- ページ -
━━━━━━

米Microsoft Worldwide Chief Security Advisor Jonathan C. Trull氏

日本マイクロソフトは11月2日、米MicrosoftのWorldwide Chief Security AdvisorであるJonathan C. Trull氏の来日に合わせ、エンタープライズセキュリティに関する記者説明会を開催した。

説明会の冒頭、Trull氏は10月に発生した大規模なDDoS攻撃について触れ「米東海岸の企業が標的になった攻撃は、IoTデバイスが踏み台となっていた。デジタルの最先端はダイナミックになっているが、こうした事象は攻撃でも同じだ」と話し、ビジネスのデジタル化が進むのと同時に、サイバー脅威も深刻になると指摘した。

同社はデバイスからクラウドまで、多様なプラットフォームでデジタル化を支援しているが、ビジネス変革が進展することでデバイスは社外へ、トラフィックもパブリッククラウドへ流れるため、従来の「境界型セキュリティ」では多様化する攻撃を防げない。ここでマイクロソフトが提案するのは「IDによる統制」だ。

IDは「利便性の向上」と「事後対応力の向上」「運用の安全性」の向上に繋がる。例えばAzure AD(Active Directory)によるシングルサインオン(SSO)は、AzureやOffice 365、さらに他社SaaSアプリでもログインできるようになることで、エンドユーザー(従業員)の利便性向上になる。ログイン環境を集約することは、万が一のサイバー攻撃の際にも、検出からインシデントレスポンスまでの期間短縮に繋がる上、システム担当者の運用負荷軽減となる。

オンプレミスのActive Directoryも運用負荷の軽減に寄与していたが、より適応範囲が広がり、なおかつシステムが常に最新の状態に更新されるクラウドメリットを最大限に活かせるAzure ADは、MSにとっても、モバイル化、クラウド化の恩恵を受けたい従業員にとっても希望の星となる。

━━━━━━

- 提示データ -
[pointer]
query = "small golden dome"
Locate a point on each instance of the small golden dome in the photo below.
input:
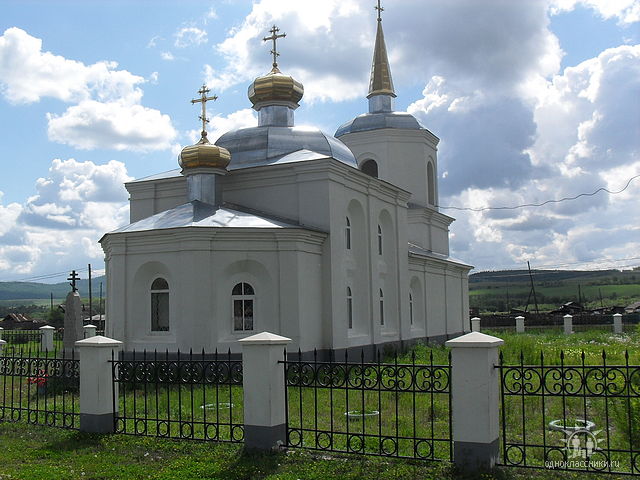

━━━━━━

- 課題一覧 -
1 > セキュリティ説明会の記事から、「米Microsoft Worldwide Chief」を含む語句で始まり「るのは「IDによる統制」だ。」で終わる部分を、一字一句変えずに書き写してください。
2 > セキュリティ説明会の記事によると、10月の大規模なDDoS攻撃で踏み台となっていたものは何ですか。
3 > セキュリティ説明会の記事の続きを、最後の文の後から書いてください。

- 解答一覧 -
1 >
米Microsoft Worldwide Chief Security Advisor Jonathan C. Trull氏

日本マイクロソフトは11月2日、米MicrosoftのWorldwide Chief Security AdvisorであるJonathan C. Trull氏の来日に合わせ、エンタープライズセキュリティに関する記者説明会を開催した。

説明会の冒頭、Trull氏は10月に発生した大規模なDDoS攻撃について触れ「米東海岸の企業が標的になった攻撃は、IoTデバイスが踏み台となっていた。デジタルの最先端はダイナミックになっているが、こうした事象は攻撃でも同じだ」と話し、ビジネスのデジタル化が進むのと同時に、サイバー脅威も深刻になると指摘した。

同社はデバイスからクラウドまで、多様なプラットフォームでデジタル化を支援しているが、ビジネス変革が進展することでデバイスは社外へ、トラフィックもパブリッククラウドへ流れるため、従来の「境界型セキュリティ」では多様化する攻撃を防げない。ここでマイクロソフトが提案するのは「IDによる統制」だ。

2 > IoTデバイスです。

3 >
こうした戦略に合わせて同日、MSとラックは「IDベースドセキュリティソリューション」の提供を発表した。基本的にはマイクロソフトが提供するEnterprise Mobility + Security(EMS)と、ラックのJSOC監視・運用サービスを組み合わせて提供。簡易アセスメントからPoC(Proof of Concept)、マネージドサービスと、ワンストップでEMSの導入支援、運用を行う。

協業にあたっては「プラクティスディベロップメントユニット(Practice Development Unit)」がラックのクラウドビジネス立ち上げを支援した。ラックは、MSのパートナープログラム「クラウドソリューションプロバイダー(CSP)」に参加して自社にもEMSを採用し、有効性や利便性の評価と、社内実践で得たノウハウをソリューション開発に活かすとしている。

マイクロソフトは、セキュリティに対して広範な知識を持つ証となる国際的な認証資格「CISSP(Certified Information Systems Security Professional)」の資格保持者を2017年末までに100名まで養成する。ただ現状は「20名程度で、合格率も50%程度」(日本マイクロソフト 業務執行役員 クラウド&エンタープライズ ビジネス本部長 佐藤 久氏)にとどまることや、パートナープログラムを通して、より広い顧客にアプローチできることから、ラックとの協業に至ったという。一方で「社員はCISSPの取得に非常に前向き」(佐藤氏)とのことで、MSとしてもより深いセキュリティへの関与を進めていく方針だ。

日本マイクロソフト 業務執行役員 クラウド&エンタープライズ ビジネス本部長 佐藤 久氏

Microsoft Azureは各国のさまざまなセキュリティ要件を満たす認証を取得(現時点で49件)。各種業界コンプライアンス基準に対応することで、安心安全を謳う(左)。CISSPはマイクロソフト社員でも50%の合格率と難関だが、社員の士気は高いという(右)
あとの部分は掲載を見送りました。